What you need to do: Through the last line of the material below, starting at the line with "the man singing", return every line exactly and only those.
*** Data excerpts ***
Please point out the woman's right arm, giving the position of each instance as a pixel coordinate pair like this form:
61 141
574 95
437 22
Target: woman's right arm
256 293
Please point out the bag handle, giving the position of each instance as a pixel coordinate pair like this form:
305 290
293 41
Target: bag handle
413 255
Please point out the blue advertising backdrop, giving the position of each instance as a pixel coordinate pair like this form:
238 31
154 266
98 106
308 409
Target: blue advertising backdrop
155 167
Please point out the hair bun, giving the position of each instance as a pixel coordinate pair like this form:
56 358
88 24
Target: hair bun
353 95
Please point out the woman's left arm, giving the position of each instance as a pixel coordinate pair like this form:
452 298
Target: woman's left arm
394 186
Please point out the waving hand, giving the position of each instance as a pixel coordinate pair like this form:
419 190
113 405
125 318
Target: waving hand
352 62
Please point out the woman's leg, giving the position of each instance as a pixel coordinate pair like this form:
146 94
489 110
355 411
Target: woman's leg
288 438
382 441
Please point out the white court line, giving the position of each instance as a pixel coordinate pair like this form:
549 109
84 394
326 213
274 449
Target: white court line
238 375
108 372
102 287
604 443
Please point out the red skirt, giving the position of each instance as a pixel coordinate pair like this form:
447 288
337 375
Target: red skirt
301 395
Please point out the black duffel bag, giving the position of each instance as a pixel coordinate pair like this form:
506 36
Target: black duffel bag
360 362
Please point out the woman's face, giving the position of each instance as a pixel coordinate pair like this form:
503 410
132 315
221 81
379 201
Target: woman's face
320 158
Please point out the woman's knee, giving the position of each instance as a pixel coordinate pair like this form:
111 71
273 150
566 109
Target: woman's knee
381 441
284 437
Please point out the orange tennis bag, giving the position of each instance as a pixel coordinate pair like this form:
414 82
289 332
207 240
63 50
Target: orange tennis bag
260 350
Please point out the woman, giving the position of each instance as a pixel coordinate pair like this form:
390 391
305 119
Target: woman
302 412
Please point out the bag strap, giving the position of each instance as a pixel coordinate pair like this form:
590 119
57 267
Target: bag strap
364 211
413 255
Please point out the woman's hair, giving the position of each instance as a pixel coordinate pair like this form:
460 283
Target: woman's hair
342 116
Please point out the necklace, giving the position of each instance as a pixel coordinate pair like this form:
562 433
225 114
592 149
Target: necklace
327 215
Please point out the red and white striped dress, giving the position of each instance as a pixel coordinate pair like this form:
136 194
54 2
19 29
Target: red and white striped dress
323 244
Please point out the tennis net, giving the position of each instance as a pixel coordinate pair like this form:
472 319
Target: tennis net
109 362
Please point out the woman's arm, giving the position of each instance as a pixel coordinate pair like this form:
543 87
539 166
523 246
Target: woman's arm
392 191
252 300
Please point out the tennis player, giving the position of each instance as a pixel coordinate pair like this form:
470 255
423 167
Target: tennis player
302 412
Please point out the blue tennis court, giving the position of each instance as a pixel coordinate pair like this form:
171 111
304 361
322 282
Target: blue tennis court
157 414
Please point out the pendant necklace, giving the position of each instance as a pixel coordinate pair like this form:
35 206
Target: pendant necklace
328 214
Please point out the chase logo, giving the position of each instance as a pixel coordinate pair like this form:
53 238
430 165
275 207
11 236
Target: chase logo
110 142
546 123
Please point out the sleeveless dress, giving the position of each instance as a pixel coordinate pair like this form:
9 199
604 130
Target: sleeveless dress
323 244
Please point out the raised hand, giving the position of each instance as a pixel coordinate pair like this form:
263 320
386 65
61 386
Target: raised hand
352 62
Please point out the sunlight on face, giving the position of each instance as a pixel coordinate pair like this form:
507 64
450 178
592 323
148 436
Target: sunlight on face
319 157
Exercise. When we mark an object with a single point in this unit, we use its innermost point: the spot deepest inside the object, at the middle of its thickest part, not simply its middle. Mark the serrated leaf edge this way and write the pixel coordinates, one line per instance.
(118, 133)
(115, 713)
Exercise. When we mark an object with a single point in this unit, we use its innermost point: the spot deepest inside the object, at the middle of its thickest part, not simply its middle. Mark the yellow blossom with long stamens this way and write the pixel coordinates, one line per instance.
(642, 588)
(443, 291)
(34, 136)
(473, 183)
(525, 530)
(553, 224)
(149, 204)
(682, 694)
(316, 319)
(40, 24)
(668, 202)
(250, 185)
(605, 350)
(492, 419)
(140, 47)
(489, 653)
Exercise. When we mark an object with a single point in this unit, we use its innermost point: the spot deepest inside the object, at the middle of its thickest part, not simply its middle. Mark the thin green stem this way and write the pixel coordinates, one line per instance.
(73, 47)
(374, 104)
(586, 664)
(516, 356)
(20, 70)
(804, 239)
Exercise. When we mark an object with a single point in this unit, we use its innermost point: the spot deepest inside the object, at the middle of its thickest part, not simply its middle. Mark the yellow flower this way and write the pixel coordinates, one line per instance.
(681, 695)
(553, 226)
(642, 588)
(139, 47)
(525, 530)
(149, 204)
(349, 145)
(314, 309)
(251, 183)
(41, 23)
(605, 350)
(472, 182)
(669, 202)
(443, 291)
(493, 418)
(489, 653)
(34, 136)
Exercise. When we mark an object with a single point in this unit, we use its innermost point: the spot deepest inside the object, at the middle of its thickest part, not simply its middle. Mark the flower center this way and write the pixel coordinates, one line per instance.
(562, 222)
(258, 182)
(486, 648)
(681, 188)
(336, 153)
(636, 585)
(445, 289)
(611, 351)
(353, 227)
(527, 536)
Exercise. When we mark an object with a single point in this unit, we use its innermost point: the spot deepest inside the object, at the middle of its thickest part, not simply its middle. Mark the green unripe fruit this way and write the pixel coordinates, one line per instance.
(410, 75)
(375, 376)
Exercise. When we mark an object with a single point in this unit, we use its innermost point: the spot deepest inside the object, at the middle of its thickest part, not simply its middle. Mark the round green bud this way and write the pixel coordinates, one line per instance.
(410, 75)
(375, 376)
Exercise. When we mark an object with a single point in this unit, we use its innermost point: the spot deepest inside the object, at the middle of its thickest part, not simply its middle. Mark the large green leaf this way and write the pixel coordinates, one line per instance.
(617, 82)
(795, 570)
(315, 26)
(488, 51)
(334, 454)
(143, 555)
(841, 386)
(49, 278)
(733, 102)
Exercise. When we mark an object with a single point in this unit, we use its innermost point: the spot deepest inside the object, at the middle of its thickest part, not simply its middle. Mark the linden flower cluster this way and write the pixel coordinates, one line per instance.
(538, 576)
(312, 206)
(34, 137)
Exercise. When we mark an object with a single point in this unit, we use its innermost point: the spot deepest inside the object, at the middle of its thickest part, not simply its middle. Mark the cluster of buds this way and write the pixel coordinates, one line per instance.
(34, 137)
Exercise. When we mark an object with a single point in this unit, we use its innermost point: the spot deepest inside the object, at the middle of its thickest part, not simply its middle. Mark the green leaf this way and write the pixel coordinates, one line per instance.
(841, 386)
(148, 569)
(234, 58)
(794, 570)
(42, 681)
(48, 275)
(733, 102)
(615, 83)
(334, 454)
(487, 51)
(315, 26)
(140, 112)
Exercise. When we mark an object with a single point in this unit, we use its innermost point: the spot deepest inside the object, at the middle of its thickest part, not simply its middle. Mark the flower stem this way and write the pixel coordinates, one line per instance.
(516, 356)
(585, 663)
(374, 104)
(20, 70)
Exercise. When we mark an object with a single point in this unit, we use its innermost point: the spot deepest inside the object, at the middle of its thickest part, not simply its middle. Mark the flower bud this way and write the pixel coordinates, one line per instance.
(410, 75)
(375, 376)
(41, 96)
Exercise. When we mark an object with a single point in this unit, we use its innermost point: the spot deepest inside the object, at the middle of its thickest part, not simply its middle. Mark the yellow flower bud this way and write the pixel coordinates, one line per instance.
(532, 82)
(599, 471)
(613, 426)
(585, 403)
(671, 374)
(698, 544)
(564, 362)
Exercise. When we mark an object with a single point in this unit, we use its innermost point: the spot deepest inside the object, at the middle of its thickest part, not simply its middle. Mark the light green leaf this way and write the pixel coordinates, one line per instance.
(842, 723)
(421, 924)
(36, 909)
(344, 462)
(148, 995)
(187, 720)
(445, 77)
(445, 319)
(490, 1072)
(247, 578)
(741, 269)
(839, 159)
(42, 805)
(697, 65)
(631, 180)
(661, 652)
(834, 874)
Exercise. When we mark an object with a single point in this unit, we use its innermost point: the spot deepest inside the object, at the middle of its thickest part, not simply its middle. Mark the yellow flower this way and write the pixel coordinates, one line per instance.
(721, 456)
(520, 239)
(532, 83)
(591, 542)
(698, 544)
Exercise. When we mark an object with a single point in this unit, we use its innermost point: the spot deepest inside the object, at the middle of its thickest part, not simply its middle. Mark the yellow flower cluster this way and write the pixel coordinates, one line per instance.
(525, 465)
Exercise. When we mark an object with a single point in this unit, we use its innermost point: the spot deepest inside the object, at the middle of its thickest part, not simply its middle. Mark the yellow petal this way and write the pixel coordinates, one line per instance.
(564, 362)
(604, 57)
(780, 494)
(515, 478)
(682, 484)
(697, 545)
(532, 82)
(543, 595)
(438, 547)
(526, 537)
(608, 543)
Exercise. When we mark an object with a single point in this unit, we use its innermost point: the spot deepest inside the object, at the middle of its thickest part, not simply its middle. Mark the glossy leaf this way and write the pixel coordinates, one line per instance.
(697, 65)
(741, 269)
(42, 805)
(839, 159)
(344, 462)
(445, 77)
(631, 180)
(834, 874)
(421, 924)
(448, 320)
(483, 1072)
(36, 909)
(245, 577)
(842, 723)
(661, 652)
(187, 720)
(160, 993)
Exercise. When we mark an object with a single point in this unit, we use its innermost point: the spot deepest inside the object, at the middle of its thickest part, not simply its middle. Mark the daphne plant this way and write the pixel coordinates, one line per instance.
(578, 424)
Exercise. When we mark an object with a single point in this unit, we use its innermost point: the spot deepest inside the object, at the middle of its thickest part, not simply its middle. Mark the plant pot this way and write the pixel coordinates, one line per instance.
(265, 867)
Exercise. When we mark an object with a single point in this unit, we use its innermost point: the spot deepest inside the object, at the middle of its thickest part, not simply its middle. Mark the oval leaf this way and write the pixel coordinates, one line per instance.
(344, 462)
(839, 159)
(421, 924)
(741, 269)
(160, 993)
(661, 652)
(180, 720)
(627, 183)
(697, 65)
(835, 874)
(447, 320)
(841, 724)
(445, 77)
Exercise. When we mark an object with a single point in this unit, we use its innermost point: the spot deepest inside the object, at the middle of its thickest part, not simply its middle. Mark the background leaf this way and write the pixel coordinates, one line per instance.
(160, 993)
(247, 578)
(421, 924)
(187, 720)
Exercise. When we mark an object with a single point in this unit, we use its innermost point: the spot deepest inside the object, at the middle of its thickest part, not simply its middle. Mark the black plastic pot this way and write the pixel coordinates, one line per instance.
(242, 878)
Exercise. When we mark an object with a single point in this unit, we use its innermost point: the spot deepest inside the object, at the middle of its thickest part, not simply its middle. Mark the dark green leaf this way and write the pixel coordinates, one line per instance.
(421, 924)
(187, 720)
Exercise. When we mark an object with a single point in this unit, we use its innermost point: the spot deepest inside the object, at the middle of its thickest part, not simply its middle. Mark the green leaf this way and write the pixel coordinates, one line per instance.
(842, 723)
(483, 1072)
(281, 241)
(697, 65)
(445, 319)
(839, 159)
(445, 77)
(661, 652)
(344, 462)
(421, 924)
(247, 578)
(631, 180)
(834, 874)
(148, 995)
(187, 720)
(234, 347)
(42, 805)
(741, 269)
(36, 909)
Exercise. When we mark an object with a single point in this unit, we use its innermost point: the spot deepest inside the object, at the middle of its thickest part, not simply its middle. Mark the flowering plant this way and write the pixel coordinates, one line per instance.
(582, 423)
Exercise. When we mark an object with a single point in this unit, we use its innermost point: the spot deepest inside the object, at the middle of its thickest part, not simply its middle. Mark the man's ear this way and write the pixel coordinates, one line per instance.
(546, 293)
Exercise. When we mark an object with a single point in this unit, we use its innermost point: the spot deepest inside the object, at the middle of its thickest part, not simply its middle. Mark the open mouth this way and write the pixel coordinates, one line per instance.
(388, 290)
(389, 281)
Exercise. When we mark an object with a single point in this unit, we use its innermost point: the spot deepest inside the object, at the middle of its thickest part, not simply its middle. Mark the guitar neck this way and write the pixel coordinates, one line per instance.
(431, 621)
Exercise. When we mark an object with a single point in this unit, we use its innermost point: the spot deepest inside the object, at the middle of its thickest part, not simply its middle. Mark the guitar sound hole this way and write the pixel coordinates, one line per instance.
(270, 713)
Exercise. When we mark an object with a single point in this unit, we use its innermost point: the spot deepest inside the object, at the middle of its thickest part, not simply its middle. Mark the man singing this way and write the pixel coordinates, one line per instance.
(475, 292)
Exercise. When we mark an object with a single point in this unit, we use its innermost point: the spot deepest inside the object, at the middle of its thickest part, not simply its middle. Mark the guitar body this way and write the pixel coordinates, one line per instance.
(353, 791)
***
Written answer:
Exercise. When we mark an object with a single point in this unit, we use its innermost point: the spot deepest inside the object, at the middle of its thickest part, not simply its middle. Mark the man singing this way and write the pixel coordinates, one line per instance.
(475, 292)
Exercise. When we mark an object with a single point in this unit, we use its innermost point: the spot deepest inside the object, at the middle of its thickest part, not simply its middle. Mark the guitar body this way and write the pixel coordinates, one line per instance.
(353, 791)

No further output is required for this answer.